§ EXERCISE 1: According to the freedom rides article, when did the restored Montgomery bus terminal open to everyone as a museum?
§ EXERCISE 2: Write the next part of the freedom rides article, starting after its final paragraph.

§ GIVEN TEXT:

━━━━━━━━━━

(The Root) — The Greyhound Bus Station on South Court Street in downtown Montgomery, Ala., was supposed to be an ordinary stop for freedom riders in May 1961 traveling through the Deep South to challenge segregation. But for the riders, and even their federal-appointed escort, mob violence altered their course, marking an important touchstone in the history of the nation's civil rights movement.
The 400 or so blacks and whites who over a period of about eight months set out to change a region separated by race on public transportation, traveled together on buses, blurring the color lines in a way not accepted at that time by the white majority. For that, they faced great resistance, violence and threats to their lives.
It takes more than 17 hours today to drive the 1,000 miles that stretch between the original freedom rides' starting point in Washington, D.C., and its final destination, New Orleans.
Today, more than 50 years after that spirited challenge, road trippers can visit museums, some historical markers and even digital exhibits that help retell the story for new generations.
The bus station in Montgomery where a mob used baseball bats, iron pipes and other objects to ambush the freedom riders while a white police force literally turned its head, is now a museum. The doors of the restored terminal opened to everyone in May 2011 to coincide with the commemoration of the 50th anniversary of the rides, said Christy Carl, acting site director.
"Until they visit, many people don't realize while the Montgomery Bus Boycott cleared the way for blacks to ride on any seat on local transportation after 1955, blacks didn't have that same access on interstate transportation," Carl said. The federal courts in Boynton v. Virginia desegregated interstate transportation in 1960, but in the Deep South, it didn't matter. Blacks were relegated to the rear of the bus and were subjected to segregated restrooms and restaurants at bus and train terminals.

━━━━━━━━━━

§ DATA SEGMENT:
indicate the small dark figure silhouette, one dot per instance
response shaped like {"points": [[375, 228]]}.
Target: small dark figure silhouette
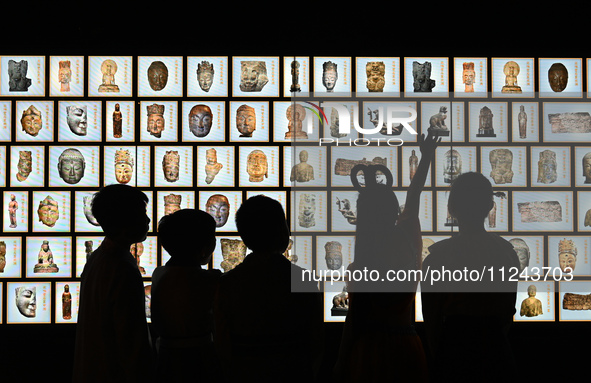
{"points": [[379, 342], [467, 323], [112, 336], [264, 331], [182, 299]]}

━━━━━━━━━━

§ TASK ANSWER 1: It opened in May 2011, to coincide with the 50th anniversary commemoration of the rides.

§ TASK ANSWER 2:
At the Montgomery Greyhound Bus Station, blacks would have to go around to a door just off of the loading dock to enter. A sign with 6-foot letters marked the Colored Entrance of the facility built in 1951, Carl said.
Greyhound relocated its station in 1996 and the building was acquired by the General Services Administration. But even before Greyhound left the building, the door of the Colored Entrance was bricked in, Carl said.
The story of the freedom riders in Montgomery is told inside and outside of the museum. Outside, a huge panel exhibit with photos and text captures the highlights of the attack at the bus station and the rally at the First Baptist Church where the Rev. Ralph Abernathy was pastor. Inside, art exhibits inspired by the freedom riders is on display.
Several freedom riders have visited the museum and recorded their stories. Visitors can listen to those stories, or they can record their own.
Carl estimates it takes 45 minutes to complete the visit to the museum, open only two days week — Friday and Saturday — from noon to 4 p.m. CST. Groups of 10 or more can request tours on other days.
The museum is operated by the state of Alabama, but the state has faced financial struggles in recent years, and while the museum was able to open its doors in 2011, it is limited in the hours it can be staffed, Carl said.
She is hoping that interest among visitors will increase and the museum can add to its hours of operation. About 2,000 people have visited since May 2011, she said.
While the Freedom Rides Museum in Montgomery is the only one specifically dedicated to the rides, the trail of the riders can be traced with the help of maps and historic markers.
One of most significant points along the route for many freedom riders was the Parchman Penitentiary in Sunflower County, Miss.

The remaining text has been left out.